● **GOAL**
Which lines in the items below contain the word "queries"? Pick out each one and copy it in full.
§
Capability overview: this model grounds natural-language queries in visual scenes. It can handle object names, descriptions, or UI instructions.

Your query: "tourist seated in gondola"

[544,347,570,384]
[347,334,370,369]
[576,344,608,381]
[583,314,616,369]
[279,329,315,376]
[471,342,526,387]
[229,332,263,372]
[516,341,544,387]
§
● **SOLUTION BELOW**
Capability overview: this model grounds natural-language queries in visual scenes. It can handle object names, descriptions, or UI instructions.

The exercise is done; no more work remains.